KUTIPAN TEKS ▸
Saat aku datang yang masih kosong itu sekitar 7-8 kamar. Namun sekarang, tanggal 22 Juli 2013, kamar yang bersisa tinggal satu. Teman kostku hanya satu orang, mahasiswi tingkat akhir di Polinema, sisanya baru menetap di sini bulan Agustus/September. Ibu kostku namanya Kak Ella. Ya, aku memanggilnya ‘kak’ karena dia masih muda, baru saja lulus dari Universitas Negeri Malang. Rumahnya ada di samping tempat kostku. Awalnya aku kira beliau itu galak dan tegas, ternyata beliau baik banget orangnya. Banget bangetan deh. Rajin sapa dan menanyakan kabar, suka bagi-bagi makanan (maklum masih berdua ini anak kostnya, kalau dah banyak kan rugi), mengantarkan aku keliling UB dan belanja di Sardo, serta meminjamkan aku laptopnya. “Udah pakai aja. Sudah jarang dipakai ini. Kalau mau dibawa ke kamar juga gak apa-apa. Filmnya banyak. Tonton saja.” Gila baik banget dia. Sampai segitunya. Dan karena itu sekarang aku kembali lagi menulis. Capek kali mengetik di layar handphone. Apalagi sebanyak ini.

DATA MENTAH ▸
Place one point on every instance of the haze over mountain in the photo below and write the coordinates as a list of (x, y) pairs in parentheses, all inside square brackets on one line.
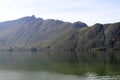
[(31, 32)]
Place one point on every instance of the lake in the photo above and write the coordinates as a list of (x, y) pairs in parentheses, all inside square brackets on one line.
[(26, 65)]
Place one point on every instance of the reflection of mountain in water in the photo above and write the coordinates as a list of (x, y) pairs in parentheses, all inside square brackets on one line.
[(68, 63)]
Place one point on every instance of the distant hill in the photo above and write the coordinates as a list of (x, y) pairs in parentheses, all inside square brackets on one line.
[(31, 33)]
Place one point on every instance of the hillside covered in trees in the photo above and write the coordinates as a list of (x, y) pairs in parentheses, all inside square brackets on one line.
[(31, 33)]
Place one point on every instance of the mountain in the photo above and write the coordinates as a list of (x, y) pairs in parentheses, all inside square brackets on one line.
[(55, 35)]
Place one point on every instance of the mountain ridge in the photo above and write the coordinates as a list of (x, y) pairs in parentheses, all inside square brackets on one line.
[(31, 32)]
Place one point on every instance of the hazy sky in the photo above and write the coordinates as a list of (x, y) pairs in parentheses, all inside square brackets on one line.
[(88, 11)]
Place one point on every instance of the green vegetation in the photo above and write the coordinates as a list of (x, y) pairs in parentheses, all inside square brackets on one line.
[(55, 35)]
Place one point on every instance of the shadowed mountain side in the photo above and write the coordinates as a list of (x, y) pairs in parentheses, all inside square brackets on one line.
[(97, 37), (31, 33), (26, 31)]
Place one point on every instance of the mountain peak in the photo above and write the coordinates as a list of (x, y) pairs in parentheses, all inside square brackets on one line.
[(33, 16), (79, 24)]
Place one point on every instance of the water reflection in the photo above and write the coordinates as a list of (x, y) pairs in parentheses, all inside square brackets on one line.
[(80, 63)]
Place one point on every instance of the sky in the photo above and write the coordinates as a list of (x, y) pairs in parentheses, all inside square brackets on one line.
[(88, 11)]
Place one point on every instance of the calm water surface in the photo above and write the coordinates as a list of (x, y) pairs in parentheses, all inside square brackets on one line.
[(59, 66)]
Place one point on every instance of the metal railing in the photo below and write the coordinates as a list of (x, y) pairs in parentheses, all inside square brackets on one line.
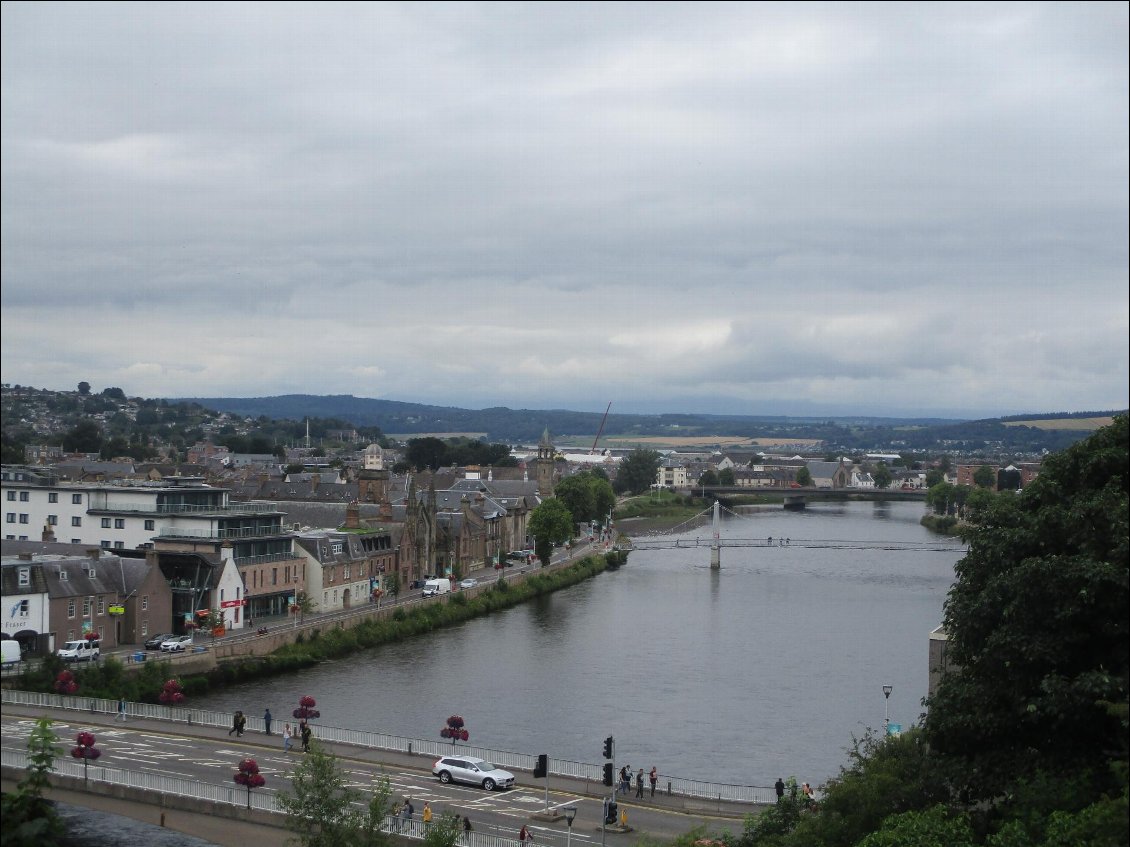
[(678, 786), (234, 795)]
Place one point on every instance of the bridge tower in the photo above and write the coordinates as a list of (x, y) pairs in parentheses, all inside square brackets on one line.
[(715, 548)]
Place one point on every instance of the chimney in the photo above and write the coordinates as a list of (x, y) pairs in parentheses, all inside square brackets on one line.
[(353, 515)]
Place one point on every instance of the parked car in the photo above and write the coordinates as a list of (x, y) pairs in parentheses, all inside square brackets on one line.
[(80, 651), (154, 644), (471, 770), (176, 644)]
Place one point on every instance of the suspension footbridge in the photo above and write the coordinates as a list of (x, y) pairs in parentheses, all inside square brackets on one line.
[(715, 542)]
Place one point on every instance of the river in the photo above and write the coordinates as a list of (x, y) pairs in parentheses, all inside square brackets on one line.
[(764, 669)]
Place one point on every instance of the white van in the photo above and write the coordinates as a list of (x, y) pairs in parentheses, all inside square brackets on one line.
[(436, 586), (9, 653), (81, 651)]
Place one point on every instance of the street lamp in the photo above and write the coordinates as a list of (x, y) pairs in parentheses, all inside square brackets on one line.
[(570, 814), (886, 714)]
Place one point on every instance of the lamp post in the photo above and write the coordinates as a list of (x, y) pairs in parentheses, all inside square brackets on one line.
[(570, 814)]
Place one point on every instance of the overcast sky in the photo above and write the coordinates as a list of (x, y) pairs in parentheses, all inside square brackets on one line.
[(893, 209)]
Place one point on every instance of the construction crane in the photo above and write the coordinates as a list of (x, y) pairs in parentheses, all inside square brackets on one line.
[(601, 429)]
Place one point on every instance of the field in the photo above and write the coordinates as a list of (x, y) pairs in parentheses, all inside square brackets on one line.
[(1084, 425)]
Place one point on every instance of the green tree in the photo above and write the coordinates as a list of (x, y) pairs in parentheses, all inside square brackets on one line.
[(550, 523), (577, 496), (321, 805), (86, 437), (29, 820), (637, 471), (984, 477), (427, 453), (1037, 626)]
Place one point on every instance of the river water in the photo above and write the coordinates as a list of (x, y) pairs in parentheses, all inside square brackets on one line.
[(764, 669)]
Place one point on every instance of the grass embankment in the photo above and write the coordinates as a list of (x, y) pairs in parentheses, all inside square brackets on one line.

SASARAN TUGAS ▸
- a) Jawab pertanyaan berikut berdasarkan kutipan tentang tempat kost.
(i) Berapa kamar yang masih kosong saat penulis datang?
(ii) Dari universitas mana ibu kost baru saja lulus?
(iii) Barang apa yang dipinjamkan ibu kost kepada penulis?
- b) Teruskan kutipan tentang tempat kost mulai setelah kalimat terakhirnya.

HASIL ▸
- a)
(i) Sekitar 7-8 kamar.
(ii) Universitas Negeri Malang.
(iii) Laptopnya.

- b)
Keseharianku di tempat kost ini: pagi-pagi menunggu tukang sayur, masak, kalau ada pakaian kotor ya dicuci, nyapu, nyicil tugas PK2MU, menulis di blog, nonton film, dan satu lagi…. setiap sore, sekitar jam 4-an, aku pasti ke jalan depan rumahku, Jalan Soekarno Hatta. Pas bulan puasa, jalanan ini mendadak jadi pasar takjil setiap sorenya. Macam-macam makanan dan minuman yang menggoda selera ada di sini. Buat aku yang doyan wisata kuliner, momen ini sangat sayang untuk dilewatkan.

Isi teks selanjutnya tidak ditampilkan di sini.